Ausgewählter Auszug:
____________

Die Börsen reagierten euphorisch und mit starkem Plus. Der Euro stieg deutlich über $ 1,40. Nach Tagen der Ungewissheit haben sich die Euro-Länder nun doch in der Nacht auf Donnerstag in Brüssel auf ein umfassendes Paket zur Griechenland-Rettung und Euro-Stabilisierung geeinigt. Das Paket wurde vor allem von Deutschlands Kanzlerin Angela Merkel und Frankreichs Präsident Nicolas Sarkozy ausverhandelt:

Schuldenschnitt
Am schwierigsten war die Entscheidung zum Schuldenschnitt für Griechenland. Die wichtigsten 60 Banken der EU rebellierten bis zuletzt. Um die Pleite des Landes zu verhindern, werden die privaten Gläubiger – Banken und Versicherungen – Griechenland nun aber doch 50 Prozent seiner Schulden erlassen. Das sind rund 100 Milliarden Euro. Merkel und Griechenland selbst hatten auf 60 Prozent gehofft. Da spielten aber Sarkozy und die Banken nicht mit.

Griechenland retten
Das Ziel dieser teilweisen Entschuldung: Der Schuldenstand Griechenlands soll bis 2020 von 160 auf 120 Prozent des Bruttoinlandsproduktes gesenkt werden. Die Hoffnung dahinter: So soll Griechenland mittelfristig nicht mehr von ausländischen Finanzhilfen abhängig sein. Die EU-Staaten behalten ihre Anleihen indes, dafür werden Griechenland bis 2014 weitere 100 Milliarden von der EU geborgt.

____________

Gespeicherte Datensätze:
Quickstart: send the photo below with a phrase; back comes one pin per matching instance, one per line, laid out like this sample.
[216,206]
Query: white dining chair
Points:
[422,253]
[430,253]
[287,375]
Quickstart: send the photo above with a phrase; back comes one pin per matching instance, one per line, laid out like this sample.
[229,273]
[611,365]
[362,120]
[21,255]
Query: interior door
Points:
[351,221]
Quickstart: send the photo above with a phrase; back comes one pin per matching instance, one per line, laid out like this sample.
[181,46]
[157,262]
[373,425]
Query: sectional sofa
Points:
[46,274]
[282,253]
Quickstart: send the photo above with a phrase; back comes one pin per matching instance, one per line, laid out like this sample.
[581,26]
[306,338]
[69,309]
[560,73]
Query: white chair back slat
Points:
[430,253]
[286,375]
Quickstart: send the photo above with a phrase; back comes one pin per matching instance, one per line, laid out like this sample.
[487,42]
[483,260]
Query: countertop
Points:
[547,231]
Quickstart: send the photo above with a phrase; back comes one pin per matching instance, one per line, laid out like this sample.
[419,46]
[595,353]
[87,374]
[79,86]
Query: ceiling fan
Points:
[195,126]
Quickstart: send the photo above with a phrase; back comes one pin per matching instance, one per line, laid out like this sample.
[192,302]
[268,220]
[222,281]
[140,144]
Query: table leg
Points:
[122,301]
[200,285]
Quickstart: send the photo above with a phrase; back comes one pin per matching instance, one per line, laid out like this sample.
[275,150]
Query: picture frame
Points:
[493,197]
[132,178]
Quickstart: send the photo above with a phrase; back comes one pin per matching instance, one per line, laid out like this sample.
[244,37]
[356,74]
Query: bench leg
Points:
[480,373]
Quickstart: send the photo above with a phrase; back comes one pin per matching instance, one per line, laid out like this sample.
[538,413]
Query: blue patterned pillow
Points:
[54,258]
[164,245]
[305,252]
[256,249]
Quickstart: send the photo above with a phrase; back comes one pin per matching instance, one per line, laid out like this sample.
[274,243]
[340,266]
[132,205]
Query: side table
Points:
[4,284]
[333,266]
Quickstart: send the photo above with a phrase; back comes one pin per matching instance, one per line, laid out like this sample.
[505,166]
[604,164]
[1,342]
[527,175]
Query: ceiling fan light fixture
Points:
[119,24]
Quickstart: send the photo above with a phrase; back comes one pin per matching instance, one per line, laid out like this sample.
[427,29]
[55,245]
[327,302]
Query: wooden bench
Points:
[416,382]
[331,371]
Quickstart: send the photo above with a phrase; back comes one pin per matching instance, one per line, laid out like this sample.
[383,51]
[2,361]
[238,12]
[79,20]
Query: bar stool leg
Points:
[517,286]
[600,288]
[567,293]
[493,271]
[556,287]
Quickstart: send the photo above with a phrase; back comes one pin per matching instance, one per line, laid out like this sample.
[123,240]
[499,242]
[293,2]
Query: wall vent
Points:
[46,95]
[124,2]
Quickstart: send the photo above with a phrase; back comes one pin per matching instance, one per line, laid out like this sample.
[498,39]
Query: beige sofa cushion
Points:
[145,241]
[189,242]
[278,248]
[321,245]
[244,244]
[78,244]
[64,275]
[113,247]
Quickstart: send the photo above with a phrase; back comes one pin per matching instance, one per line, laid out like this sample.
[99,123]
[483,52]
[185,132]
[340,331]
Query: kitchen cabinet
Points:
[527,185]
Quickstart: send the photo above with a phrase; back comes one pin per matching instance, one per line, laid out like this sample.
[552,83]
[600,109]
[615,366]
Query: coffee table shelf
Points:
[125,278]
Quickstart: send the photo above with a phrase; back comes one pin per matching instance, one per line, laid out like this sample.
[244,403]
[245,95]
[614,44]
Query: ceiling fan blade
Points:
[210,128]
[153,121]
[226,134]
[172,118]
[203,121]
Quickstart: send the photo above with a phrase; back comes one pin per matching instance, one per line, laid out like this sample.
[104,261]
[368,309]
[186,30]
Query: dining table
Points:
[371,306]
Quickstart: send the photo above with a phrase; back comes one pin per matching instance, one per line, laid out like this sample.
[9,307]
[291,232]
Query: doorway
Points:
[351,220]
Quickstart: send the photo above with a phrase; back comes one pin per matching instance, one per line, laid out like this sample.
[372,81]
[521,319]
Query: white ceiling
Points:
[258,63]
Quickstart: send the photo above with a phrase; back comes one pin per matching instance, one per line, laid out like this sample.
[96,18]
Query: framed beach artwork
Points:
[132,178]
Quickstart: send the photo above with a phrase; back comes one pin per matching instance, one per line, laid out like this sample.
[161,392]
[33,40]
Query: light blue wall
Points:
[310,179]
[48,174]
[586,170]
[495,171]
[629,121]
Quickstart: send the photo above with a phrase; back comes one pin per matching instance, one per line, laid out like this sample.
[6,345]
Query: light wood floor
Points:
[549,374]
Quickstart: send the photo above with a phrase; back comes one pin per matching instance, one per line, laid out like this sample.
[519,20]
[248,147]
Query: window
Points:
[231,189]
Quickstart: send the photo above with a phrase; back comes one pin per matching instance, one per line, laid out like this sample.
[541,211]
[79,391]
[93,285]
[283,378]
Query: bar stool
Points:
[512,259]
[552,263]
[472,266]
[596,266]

____________

Aufgabenstellung:
1. Wie viel Prozent seiner Schulden erlassen die privaten Gläubiger Griechenland laut dem Text zur Griechenland-Rettung?
2. Gib aus dem Text zur Griechenland-Rettung den Abschnitt von „Die Börsen reagierten“ bis einschließlich „Banken nicht mit.“ wortgetreu aus.
3. Schreibe den Text zur Griechenland-Rettung im Anschluss an seinen letzten Satz weiter.

Ergebnisse der Übung:
1. 50 Prozent, das sind rund 100 Milliarden Euro.

2.
Die Börsen reagierten euphorisch und mit starkem Plus. Der Euro stieg deutlich über $ 1,40. Nach Tagen der Ungewissheit haben sich die Euro-Länder nun doch in der Nacht auf Donnerstag in Brüssel auf ein umfassendes Paket zur Griechenland-Rettung und Euro-Stabilisierung geeinigt. Das Paket wurde vor allem von Deutschlands Kanzlerin Angela Merkel und Frankreichs Präsident Nicolas Sarkozy ausverhandelt:

Schuldenschnitt
Am schwierigsten war die Entscheidung zum Schuldenschnitt für Griechenland. Die wichtigsten 60 Banken der EU rebellierten bis zuletzt. Um die Pleite des Landes zu verhindern, werden die privaten Gläubiger – Banken und Versicherungen – Griechenland nun aber doch 50 Prozent seiner Schulden erlassen. Das sind rund 100 Milliarden Euro. Merkel und Griechenland selbst hatten auf 60 Prozent gehofft. Da spielten aber Sarkozy und die Banken nicht mit.

3.
Rettungsfonds
Bislang waren 440 Milliarden Euro im EFSF – dem Euro-Rettungsfonds. Mittels Hebel soll er eine Schlagkraft von einer Billion Euro erhalten. Die EU will Investoren – China? – ködern, die einen Teil der Schulden von Ländern übernehmen sollen. Mit dieser Erhöhung des Fonds werden bereits Probleme von Italien und Co. einberechnet. Italien alleine hat derzeit Schulden in Höhe von 1,9 Billionen Euro. Silvio Berlusconi wird bis November einen konkreten Sparplan vorlegen müssen.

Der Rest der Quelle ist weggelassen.